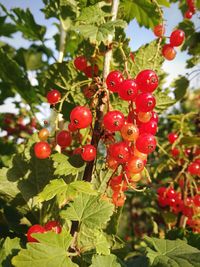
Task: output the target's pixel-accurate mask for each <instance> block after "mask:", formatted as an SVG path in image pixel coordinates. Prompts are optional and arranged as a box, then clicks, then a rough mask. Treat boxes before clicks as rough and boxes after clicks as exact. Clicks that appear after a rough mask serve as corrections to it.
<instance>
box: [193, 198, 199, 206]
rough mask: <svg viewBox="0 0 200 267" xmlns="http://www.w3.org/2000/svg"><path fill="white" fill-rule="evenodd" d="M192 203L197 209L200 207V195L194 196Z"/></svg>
mask: <svg viewBox="0 0 200 267" xmlns="http://www.w3.org/2000/svg"><path fill="white" fill-rule="evenodd" d="M193 202H194V204H195V205H196V206H197V207H200V195H195V196H194V197H193Z"/></svg>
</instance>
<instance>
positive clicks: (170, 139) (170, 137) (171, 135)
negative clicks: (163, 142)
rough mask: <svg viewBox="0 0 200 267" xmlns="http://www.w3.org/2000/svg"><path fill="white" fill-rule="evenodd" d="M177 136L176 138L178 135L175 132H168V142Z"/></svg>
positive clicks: (175, 139)
mask: <svg viewBox="0 0 200 267" xmlns="http://www.w3.org/2000/svg"><path fill="white" fill-rule="evenodd" d="M177 138H178V135H177V134H176V133H169V134H168V140H169V142H170V144H173V143H174V142H175V141H176V139H177Z"/></svg>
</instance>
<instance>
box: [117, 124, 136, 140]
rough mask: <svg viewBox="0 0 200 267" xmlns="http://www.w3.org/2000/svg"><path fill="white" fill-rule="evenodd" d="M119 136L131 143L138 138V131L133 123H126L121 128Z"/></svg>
mask: <svg viewBox="0 0 200 267" xmlns="http://www.w3.org/2000/svg"><path fill="white" fill-rule="evenodd" d="M121 135H122V138H123V139H124V140H126V141H130V142H133V141H135V140H136V139H137V138H138V135H139V130H138V128H137V126H136V125H134V124H133V123H126V124H124V126H123V127H122V128H121Z"/></svg>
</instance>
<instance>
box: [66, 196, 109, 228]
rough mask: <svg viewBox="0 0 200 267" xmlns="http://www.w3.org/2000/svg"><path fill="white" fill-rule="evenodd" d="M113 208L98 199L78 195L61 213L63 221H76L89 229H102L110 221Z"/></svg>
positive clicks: (99, 197)
mask: <svg viewBox="0 0 200 267" xmlns="http://www.w3.org/2000/svg"><path fill="white" fill-rule="evenodd" d="M113 210H114V206H113V205H112V204H111V203H109V202H107V201H105V200H102V199H101V198H100V196H90V195H86V194H84V193H80V194H79V195H78V196H77V197H76V198H75V200H74V202H72V203H70V204H69V207H68V208H67V209H66V210H65V211H62V212H61V216H62V217H63V218H65V219H69V220H72V221H78V222H79V223H81V224H84V225H85V226H87V227H89V228H103V227H104V226H105V224H106V223H107V222H108V220H109V219H110V216H111V215H112V213H113Z"/></svg>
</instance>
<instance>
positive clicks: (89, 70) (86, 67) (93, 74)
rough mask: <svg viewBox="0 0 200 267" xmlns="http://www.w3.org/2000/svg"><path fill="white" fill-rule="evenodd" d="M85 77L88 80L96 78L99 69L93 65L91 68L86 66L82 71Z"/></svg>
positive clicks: (90, 66) (91, 66)
mask: <svg viewBox="0 0 200 267" xmlns="http://www.w3.org/2000/svg"><path fill="white" fill-rule="evenodd" d="M83 72H84V73H85V75H86V76H87V77H88V78H92V77H94V76H97V75H98V72H99V68H98V66H97V65H96V64H95V65H93V66H87V67H86V68H85V69H84V71H83Z"/></svg>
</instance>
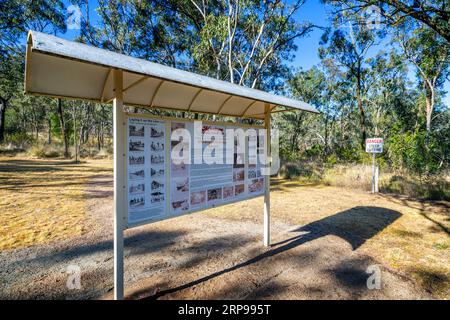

------------------------------------------------------------------------

* **TASK STATEMENT**:
Return, word for word, the lines of the listing above, starting at its beginning and ending with the line that contains "203L197 209L200 207V195L194". Leave out the pictures.

* **RESPONSE BELOW**:
Task: output the target's pixel-accurate mask for each <instance> block after "mask:", formatted as an SVG path in image pixel coordinates. Prompts are optional and arranged as a box, then clicks, then a rough mask. Treat boxes before clicks as rough and boxes after clicks as exact. Clicks that appear after a rough mask serve as corrections to it.
<instance>
box: [193, 198, 199, 206]
rough mask: <svg viewBox="0 0 200 267" xmlns="http://www.w3.org/2000/svg"><path fill="white" fill-rule="evenodd" d="M192 203L197 209L200 207V195L194 196Z"/></svg>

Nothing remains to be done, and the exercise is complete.